TASK DESCRIPTION >> Locate every line in the data below that contains the word "dark", and copy each of those lines out in full.

SUPPLIED INFORMATION >>
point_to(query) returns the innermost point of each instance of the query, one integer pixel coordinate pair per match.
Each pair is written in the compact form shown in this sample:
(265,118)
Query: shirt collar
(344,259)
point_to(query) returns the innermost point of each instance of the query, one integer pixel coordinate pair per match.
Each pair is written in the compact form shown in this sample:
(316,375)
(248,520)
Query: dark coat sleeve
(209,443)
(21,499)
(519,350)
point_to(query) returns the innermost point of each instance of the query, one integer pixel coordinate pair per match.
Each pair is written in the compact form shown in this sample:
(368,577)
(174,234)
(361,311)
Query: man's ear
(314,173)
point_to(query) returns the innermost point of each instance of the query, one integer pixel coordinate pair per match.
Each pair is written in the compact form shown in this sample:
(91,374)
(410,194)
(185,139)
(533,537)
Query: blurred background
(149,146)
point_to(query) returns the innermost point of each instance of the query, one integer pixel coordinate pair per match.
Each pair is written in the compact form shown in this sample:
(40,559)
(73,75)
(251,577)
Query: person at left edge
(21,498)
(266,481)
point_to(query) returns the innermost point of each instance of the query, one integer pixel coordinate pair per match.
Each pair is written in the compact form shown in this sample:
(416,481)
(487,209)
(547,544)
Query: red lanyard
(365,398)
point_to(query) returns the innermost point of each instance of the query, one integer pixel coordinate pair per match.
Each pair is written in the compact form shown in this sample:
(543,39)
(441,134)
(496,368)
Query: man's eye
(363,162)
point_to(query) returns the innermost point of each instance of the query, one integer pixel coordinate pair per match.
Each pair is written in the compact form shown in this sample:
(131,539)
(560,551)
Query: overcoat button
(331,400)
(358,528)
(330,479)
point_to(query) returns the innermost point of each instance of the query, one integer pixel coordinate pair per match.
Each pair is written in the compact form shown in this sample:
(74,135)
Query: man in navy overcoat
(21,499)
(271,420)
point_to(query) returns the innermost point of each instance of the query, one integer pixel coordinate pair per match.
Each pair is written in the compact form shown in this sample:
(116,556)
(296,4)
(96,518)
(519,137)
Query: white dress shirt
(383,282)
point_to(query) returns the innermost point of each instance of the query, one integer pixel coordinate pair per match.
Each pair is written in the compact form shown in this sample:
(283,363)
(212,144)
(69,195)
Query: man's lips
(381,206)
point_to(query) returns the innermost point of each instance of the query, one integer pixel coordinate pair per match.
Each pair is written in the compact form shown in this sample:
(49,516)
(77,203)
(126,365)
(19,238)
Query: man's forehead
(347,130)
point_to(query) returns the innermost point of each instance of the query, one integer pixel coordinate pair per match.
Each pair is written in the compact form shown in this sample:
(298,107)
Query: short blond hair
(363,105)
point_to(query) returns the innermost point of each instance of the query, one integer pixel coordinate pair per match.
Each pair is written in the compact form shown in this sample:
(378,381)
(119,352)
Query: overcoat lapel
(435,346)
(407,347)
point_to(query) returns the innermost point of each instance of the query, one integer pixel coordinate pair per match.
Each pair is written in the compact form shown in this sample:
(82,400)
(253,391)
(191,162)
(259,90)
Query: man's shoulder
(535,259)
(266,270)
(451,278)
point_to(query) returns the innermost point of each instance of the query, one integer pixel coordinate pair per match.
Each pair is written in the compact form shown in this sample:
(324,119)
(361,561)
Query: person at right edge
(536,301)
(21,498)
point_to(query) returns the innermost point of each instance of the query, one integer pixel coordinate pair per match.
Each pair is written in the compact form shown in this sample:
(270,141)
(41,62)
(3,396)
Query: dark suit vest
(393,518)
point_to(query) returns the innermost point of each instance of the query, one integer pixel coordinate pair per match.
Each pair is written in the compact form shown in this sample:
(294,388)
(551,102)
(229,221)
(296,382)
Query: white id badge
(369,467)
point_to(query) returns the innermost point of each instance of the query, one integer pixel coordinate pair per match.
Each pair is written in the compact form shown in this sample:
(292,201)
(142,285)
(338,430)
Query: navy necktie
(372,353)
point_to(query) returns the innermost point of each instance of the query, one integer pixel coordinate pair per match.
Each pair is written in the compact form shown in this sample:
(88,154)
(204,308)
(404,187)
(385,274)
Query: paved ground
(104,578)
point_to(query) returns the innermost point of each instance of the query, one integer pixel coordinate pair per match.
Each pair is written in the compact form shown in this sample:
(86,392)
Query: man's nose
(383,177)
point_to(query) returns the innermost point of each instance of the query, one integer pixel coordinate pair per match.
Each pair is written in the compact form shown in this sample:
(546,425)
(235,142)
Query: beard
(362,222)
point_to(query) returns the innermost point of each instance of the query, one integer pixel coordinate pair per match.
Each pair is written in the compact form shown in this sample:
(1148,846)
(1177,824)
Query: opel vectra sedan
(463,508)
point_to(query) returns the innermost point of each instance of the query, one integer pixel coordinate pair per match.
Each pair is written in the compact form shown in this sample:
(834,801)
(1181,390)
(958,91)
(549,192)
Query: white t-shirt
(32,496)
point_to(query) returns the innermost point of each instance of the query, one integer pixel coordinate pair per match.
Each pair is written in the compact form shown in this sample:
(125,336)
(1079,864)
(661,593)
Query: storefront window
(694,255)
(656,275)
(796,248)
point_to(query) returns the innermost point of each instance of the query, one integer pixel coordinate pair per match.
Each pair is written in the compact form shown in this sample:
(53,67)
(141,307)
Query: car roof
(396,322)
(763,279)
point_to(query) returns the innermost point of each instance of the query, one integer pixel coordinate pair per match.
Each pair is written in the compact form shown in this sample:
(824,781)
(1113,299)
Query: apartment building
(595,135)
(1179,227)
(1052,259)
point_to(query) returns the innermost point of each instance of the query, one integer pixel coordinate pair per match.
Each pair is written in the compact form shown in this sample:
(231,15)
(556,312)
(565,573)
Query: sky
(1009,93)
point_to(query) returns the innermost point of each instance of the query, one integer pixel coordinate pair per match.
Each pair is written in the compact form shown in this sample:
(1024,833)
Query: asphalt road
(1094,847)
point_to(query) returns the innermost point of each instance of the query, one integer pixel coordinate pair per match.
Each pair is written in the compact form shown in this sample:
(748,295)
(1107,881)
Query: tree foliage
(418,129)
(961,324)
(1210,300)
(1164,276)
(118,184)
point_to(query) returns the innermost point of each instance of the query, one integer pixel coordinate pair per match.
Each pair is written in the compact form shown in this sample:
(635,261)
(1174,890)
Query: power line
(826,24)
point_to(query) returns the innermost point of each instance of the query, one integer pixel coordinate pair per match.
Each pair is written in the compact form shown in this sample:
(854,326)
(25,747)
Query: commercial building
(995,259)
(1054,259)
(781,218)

EXERCISE ANSWER >>
Query: dark coat sleeve
Query: dark suit vest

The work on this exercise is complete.